Reproduce every one of the records below word for word, without changing anything.

··· TASK INPUT ···

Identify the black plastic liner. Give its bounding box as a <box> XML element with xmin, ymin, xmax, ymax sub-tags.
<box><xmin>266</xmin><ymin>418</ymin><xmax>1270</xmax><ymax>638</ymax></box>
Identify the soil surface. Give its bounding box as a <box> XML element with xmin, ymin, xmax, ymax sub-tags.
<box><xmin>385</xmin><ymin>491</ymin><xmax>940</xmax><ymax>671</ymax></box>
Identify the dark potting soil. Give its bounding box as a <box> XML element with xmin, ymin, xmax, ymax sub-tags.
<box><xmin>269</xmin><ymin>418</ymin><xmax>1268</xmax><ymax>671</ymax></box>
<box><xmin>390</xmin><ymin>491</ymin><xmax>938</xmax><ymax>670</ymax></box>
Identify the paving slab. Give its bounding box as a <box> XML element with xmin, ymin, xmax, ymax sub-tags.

···

→ **CORRECT RESULT**:
Identify the black plastic liner. Give its bounding box as a <box> XML element with xmin, ymin, xmax, ymax sub-tags.
<box><xmin>266</xmin><ymin>418</ymin><xmax>1270</xmax><ymax>638</ymax></box>
Identify the soil surface. Give its bounding box as a <box> XML element with xmin, ymin, xmax, ymax sub-tags.
<box><xmin>385</xmin><ymin>491</ymin><xmax>940</xmax><ymax>671</ymax></box>
Identify the dark potting soil. Give its bounding box as a <box> XML element with xmin, ymin, xmax, ymax sub-tags.
<box><xmin>269</xmin><ymin>418</ymin><xmax>1268</xmax><ymax>671</ymax></box>
<box><xmin>390</xmin><ymin>491</ymin><xmax>938</xmax><ymax>670</ymax></box>
Identify the paving slab. Give its bounding box as a <box> XML element with xmin, ymin, xmax, ymax sub-tags.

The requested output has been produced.